What you should do -> Check which lines of the entries that follow hold "leaf", then give the number of those lines and nothing more.

Supplied material ->
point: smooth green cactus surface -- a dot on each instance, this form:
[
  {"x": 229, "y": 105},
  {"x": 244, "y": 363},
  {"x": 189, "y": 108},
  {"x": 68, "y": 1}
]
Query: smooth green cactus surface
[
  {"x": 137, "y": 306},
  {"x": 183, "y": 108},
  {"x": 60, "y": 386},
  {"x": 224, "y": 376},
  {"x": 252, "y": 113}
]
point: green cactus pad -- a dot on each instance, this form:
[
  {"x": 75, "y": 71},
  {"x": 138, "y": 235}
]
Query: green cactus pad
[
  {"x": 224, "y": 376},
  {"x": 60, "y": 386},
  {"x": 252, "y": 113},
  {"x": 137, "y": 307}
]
...
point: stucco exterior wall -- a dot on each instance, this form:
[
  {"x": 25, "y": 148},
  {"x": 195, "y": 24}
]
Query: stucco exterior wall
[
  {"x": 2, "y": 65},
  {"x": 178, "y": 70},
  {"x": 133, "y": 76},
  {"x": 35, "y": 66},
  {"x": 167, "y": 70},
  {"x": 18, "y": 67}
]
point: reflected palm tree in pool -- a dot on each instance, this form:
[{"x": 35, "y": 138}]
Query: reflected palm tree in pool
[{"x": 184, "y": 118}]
...
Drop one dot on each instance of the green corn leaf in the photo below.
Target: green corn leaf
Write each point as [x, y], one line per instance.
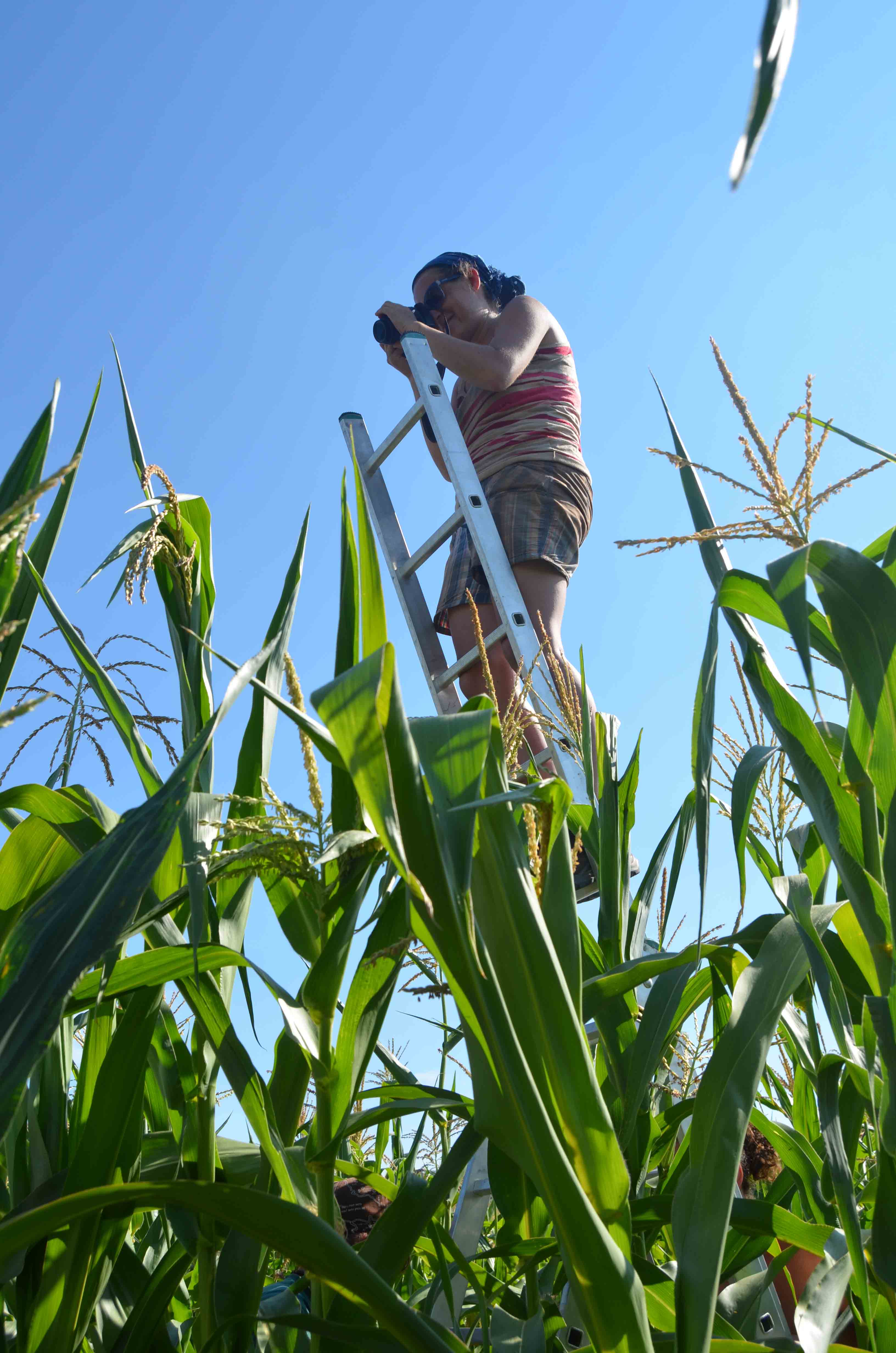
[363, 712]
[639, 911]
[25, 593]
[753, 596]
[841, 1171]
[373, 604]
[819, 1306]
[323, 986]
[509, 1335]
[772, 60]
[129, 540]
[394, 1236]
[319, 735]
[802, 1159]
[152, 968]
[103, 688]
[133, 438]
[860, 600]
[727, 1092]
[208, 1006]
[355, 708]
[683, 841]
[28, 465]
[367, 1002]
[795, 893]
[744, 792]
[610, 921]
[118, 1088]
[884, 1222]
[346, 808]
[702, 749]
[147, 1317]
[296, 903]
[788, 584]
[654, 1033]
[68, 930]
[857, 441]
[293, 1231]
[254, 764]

Answer below -> 2